Labeled shape records

_ _ _

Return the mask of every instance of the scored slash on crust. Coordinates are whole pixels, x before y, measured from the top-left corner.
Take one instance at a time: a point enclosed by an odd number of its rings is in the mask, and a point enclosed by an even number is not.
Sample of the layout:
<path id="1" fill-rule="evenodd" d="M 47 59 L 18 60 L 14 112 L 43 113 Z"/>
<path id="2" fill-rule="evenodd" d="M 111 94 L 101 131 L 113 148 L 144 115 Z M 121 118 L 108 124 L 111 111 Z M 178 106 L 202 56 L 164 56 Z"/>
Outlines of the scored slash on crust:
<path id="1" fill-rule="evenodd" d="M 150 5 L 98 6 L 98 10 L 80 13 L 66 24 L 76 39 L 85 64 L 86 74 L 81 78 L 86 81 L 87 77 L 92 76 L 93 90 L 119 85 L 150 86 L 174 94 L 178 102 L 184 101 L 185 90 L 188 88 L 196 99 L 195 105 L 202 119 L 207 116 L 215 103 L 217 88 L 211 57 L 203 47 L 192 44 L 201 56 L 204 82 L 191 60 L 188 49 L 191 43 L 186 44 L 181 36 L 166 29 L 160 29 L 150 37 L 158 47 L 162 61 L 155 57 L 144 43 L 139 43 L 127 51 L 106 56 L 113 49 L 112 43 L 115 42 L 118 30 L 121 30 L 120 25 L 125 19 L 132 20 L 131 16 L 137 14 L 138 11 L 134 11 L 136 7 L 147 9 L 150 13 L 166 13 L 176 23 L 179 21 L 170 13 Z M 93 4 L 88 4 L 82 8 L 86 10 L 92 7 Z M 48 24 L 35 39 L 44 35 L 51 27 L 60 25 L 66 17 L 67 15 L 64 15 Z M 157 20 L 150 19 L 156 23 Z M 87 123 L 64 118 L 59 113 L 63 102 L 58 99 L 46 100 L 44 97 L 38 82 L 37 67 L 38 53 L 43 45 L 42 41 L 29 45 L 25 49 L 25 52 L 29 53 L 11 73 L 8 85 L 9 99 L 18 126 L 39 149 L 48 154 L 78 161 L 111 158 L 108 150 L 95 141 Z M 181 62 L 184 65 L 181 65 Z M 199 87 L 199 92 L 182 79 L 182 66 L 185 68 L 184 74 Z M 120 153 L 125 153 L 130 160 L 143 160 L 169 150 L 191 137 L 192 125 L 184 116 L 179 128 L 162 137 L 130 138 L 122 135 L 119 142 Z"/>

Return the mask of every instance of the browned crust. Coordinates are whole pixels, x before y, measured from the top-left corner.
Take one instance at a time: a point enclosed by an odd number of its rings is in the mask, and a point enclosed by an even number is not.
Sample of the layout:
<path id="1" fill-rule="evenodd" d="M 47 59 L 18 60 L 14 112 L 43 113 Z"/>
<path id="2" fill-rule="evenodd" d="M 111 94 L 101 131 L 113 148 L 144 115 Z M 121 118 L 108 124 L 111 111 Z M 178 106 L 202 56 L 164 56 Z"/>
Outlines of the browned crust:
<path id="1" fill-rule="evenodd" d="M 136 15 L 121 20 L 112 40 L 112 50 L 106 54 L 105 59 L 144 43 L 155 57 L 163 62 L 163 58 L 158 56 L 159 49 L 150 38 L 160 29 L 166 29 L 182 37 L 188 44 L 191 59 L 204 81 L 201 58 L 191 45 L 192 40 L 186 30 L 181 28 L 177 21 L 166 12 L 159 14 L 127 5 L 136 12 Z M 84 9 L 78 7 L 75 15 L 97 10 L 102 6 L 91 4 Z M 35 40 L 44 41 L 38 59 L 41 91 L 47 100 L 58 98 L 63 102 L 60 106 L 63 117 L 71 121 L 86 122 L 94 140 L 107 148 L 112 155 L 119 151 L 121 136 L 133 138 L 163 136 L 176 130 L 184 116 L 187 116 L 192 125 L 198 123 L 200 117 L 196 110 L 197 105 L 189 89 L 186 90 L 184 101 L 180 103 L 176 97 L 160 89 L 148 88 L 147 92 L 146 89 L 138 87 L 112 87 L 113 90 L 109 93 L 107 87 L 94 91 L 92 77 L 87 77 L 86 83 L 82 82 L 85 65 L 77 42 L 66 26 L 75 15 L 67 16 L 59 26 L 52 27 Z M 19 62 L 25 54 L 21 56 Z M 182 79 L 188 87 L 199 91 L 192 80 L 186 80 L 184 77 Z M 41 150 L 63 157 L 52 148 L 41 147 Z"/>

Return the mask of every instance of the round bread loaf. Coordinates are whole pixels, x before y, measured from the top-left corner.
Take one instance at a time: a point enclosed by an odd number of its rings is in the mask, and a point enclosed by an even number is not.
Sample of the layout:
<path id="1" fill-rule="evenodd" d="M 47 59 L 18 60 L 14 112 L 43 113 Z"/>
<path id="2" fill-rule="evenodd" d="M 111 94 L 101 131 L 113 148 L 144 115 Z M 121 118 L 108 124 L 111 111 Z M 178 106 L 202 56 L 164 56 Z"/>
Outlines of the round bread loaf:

_ _ _

Render the items between the line holding "Return the mask of every instance of the browned" and the line holding "Outlines of the browned", inclusive, as a Markdown table with the columns Row and Line, leaving out any blank lines.

| Row | Line |
|---|---|
| 1 | Return the mask of every instance of the browned crust. Coordinates are whole pixels, x before y, measured from the top-left corner. |
| 2 | Take one instance at a time: a point enclosed by an odd number of its rings is in the mask, and a point enclosed by an even number is not. |
| 3 | Sample of the layout: |
| 4 | <path id="1" fill-rule="evenodd" d="M 47 59 L 18 60 L 14 112 L 43 113 Z"/> |
| 5 | <path id="2" fill-rule="evenodd" d="M 111 94 L 101 131 L 113 148 L 144 115 Z M 121 118 L 108 124 L 111 111 Z M 178 106 L 202 56 L 164 56 Z"/> |
| 6 | Outlines of the browned crust: |